## WHAT TO DO
A - Answer these questions from the passage on flight history and smartphones below, one per line:
(i) On what date was the first untethered manned hot air balloon flight performed?
(ii) Whose series of gliders achieved brief wing-borne hops from around 1849?
(iii) Around what year does the writer say the "ubiquity of smartphones" happened?
B - Update the passage on flight history and smartphones below: begin at the words "Honestly, the smartphones" and stop after "garbage it's becoming.", writing "breakthrough" in place of "innovation".

## PASSAGE PROVIDED
The first untethered manned hot air balloon flight was performed by Jean-François Pilâtre de Rozier and François Laurent d'Arlandes on November 21, 1783, in Paris, France
In 1849 a heavier than air glider was invented. Pinning this down seems tricky. There are multiple accounts of folks earlier doing it. I think the problem is where do you draw the line between jumping while holding "wings" and actually gliding. Regardless, this predates 1903.
The first heavier-than-air (i.e. non-balloon) man-carrying aircraft that were based on published scientific principles were Sir George Cayley's series of gliders which achieved brief wing-borne hops from around 1849.
Framing it as flight in 1903 to the moon in 1969 ignores a significant chunk of the histories of both air travel and rocketry.
Honestly, the smartphones feel like the last big innovation we've had. What's really changed since smartphones have settled into what they are now? What new technology has had such an impact on the world?
I don't know, feels like the world has settled for a while and that we're not doing anything cool anymore, especially as the internet falls into the corporate soulless garbage it's becoming.
Maybe the Artemis program will instill that sense of progress back into us.
I guess it depends on where the line is drawn. I think you're right though. The "ubiquity of smartphones" (as I call it) happened around 2015 or so. It's hard to pin down when it happened since it is intentionally a fuzzy definition. At some point smart phones became cheap enough that even kids were getting them. I didn't get my first on until 2010 or 2011 when I was in college. Even then a lot of folks still had "dumb" phones.

## INFORMATION SUPPLIED
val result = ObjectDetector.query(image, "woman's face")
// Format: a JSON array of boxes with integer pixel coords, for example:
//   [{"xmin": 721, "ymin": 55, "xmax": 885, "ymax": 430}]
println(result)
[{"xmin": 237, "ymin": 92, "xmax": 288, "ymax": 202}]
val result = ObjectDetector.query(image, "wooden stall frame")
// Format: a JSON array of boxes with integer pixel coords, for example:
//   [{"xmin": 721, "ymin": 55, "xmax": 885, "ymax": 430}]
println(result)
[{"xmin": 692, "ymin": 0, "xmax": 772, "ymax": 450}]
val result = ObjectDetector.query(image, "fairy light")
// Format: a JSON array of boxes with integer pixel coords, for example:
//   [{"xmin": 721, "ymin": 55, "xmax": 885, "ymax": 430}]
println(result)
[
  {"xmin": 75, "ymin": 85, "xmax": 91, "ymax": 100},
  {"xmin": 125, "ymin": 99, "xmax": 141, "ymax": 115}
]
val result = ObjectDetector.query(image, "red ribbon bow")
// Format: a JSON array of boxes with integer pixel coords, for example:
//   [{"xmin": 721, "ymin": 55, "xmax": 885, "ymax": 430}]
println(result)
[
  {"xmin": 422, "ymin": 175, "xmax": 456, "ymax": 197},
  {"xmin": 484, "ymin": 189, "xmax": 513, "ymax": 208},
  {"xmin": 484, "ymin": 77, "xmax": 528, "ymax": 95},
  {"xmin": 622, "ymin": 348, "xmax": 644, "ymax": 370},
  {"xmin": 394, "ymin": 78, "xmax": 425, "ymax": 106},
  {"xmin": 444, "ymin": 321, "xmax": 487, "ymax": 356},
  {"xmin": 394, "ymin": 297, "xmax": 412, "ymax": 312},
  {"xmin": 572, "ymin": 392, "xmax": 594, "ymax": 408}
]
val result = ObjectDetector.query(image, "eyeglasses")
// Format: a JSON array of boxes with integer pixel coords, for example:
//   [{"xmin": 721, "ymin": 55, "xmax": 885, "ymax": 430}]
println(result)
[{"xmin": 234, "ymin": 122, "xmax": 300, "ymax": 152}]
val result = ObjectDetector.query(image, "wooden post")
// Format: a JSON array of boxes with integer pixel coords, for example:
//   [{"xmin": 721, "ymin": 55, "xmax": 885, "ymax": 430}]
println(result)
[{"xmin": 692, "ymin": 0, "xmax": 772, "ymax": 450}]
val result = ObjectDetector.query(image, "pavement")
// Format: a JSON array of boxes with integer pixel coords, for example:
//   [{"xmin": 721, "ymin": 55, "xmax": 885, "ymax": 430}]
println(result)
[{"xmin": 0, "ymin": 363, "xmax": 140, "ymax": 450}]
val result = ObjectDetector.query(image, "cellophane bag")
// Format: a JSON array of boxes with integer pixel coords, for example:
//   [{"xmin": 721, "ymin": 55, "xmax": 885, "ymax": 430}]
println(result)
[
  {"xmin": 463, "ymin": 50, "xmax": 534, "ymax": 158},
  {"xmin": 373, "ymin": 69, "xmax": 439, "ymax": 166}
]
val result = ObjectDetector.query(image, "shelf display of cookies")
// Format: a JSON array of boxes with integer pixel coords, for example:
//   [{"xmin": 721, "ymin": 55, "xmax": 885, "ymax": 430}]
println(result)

## RESULTS FOR EACH TASK
A -
(i) November 21, 1783
(ii) Sir George Cayley's
(iii) Around 2015

B -
Honestly, the smartphones feel like the last big breakthrough we've had. What's really changed since smartphones have settled into what they are now? What new technology has had such an impact on the world?
I don't know, feels like the world has settled for a while and that we're not doing anything cool anymore, especially as the internet falls into the corporate soulless garbage it's becoming.